Referring expression pointing data
═══
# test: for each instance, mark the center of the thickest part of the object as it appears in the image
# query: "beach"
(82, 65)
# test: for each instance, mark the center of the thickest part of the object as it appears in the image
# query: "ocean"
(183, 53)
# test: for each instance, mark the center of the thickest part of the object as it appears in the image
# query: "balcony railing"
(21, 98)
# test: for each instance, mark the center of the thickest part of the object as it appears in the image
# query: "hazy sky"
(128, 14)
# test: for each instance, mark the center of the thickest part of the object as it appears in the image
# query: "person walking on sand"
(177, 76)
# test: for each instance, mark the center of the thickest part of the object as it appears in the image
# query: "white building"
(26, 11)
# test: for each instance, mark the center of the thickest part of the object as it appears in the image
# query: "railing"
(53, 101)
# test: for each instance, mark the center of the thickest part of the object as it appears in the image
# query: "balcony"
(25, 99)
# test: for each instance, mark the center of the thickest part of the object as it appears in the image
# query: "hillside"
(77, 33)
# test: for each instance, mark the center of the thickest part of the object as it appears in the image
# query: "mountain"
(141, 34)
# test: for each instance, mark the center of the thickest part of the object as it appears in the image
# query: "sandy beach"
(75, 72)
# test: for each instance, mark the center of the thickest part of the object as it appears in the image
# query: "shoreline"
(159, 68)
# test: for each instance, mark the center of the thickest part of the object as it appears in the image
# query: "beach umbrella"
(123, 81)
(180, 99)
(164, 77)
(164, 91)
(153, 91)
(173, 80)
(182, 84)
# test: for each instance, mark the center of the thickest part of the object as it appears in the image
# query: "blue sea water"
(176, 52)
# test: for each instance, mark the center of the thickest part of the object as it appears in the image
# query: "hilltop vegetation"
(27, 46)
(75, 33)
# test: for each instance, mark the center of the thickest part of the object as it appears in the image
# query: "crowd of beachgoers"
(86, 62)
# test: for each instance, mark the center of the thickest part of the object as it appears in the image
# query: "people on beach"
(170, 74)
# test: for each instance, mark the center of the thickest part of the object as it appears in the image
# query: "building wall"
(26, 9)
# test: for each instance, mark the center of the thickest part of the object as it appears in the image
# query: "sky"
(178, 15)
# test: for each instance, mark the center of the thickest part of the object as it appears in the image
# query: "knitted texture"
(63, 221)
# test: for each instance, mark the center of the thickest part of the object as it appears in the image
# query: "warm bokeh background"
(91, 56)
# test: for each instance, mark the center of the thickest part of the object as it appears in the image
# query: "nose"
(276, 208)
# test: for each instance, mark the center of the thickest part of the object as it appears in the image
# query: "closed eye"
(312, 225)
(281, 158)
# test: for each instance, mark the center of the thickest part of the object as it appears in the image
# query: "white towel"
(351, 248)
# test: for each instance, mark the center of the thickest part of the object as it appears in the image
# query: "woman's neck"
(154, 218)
═══
* **About this task**:
In this exercise, repeat the entries above verbatim.

* **Expected output**:
# test: for each instance, mark the center of the thickest part of the object as it appears in the image
# query: "beach"
(82, 65)
# test: for each instance, mark the center of the thickest part of the object as it appears in the image
# query: "ocean"
(183, 53)
# test: for each instance, mark the center of the thickest part of the object as it appears in the image
# query: "balcony railing"
(21, 98)
# test: for each instance, mark the center of the thickest part of the object as it appears in the image
# query: "hazy sky"
(128, 14)
# test: for each instance, mark the center of the thickest part of the object as it appears in the image
# query: "person walking on sand"
(177, 76)
# test: for each instance, mark the center of the thickest part of the object as it appears in the image
# query: "white building"
(26, 11)
# test: for each instance, mark the center of the thickest part of the object as it appears in the image
# query: "railing"
(53, 101)
# test: for each instance, mark the center of the thickest part of the object as it appears in the image
# query: "balcony"
(25, 99)
# test: for each instance, mark the center of the thickest part of the object as it appears in the image
# query: "hillside"
(77, 33)
# test: for each instance, mark the center of the thickest part of the object as it appears in the image
# query: "mountain"
(141, 34)
# test: for each instance, mark the center of the thickest part of the object as it appears in the image
# query: "sandy beach"
(75, 72)
# test: for each instance, mark the center of the thickest part of the object as it appears in the image
# query: "shoreline"
(159, 68)
# test: for each instance, mark the center of the thickest part of the object as it appears in the image
# query: "beach umbrella"
(123, 81)
(180, 99)
(164, 77)
(164, 91)
(153, 91)
(173, 80)
(182, 84)
# test: for each instance, mark the center of the thickest part of the object as it appears in the image
# query: "blue sea water"
(176, 52)
# test: for each instance, mark the center of the thickest part of the object as it appears in the image
# query: "hilltop vegetation"
(27, 46)
(75, 33)
# test: for each instance, mark the center of the thickest part of the object as it appears in the image
# query: "crowd of beachgoers"
(86, 62)
# test: for each instance, mark the center of the thickest part of the object as it appears in the image
# query: "people on beach"
(170, 74)
# test: for each instance, mark the center of the thickest part of the object as it appears in the image
# query: "building wall"
(26, 9)
# test: for each instance, mark the center of the thickest part of the object as it appears in the image
# query: "sky"
(178, 15)
# test: for each instance, mark the center of the thickest part of the object as it appears in the image
# query: "knitted texture"
(63, 221)
# test: for each instance, mark the center of the thickest part of the object as it appears in the image
# query: "warm bokeh background"
(91, 56)
# test: for each instance, mark the center of the thickest part of the object as it appears in the image
# query: "nose"
(276, 208)
# test: for each instance, mark the center of the thickest part of the object as it appears in the image
# query: "closed eye"
(312, 225)
(281, 158)
# test: for each instance, mark the center of the thickest part of the object as it appears in the image
# query: "white towel"
(351, 248)
# test: for each instance, mark the center of the thickest part of the object as it appears in the image
# query: "woman's neck"
(154, 218)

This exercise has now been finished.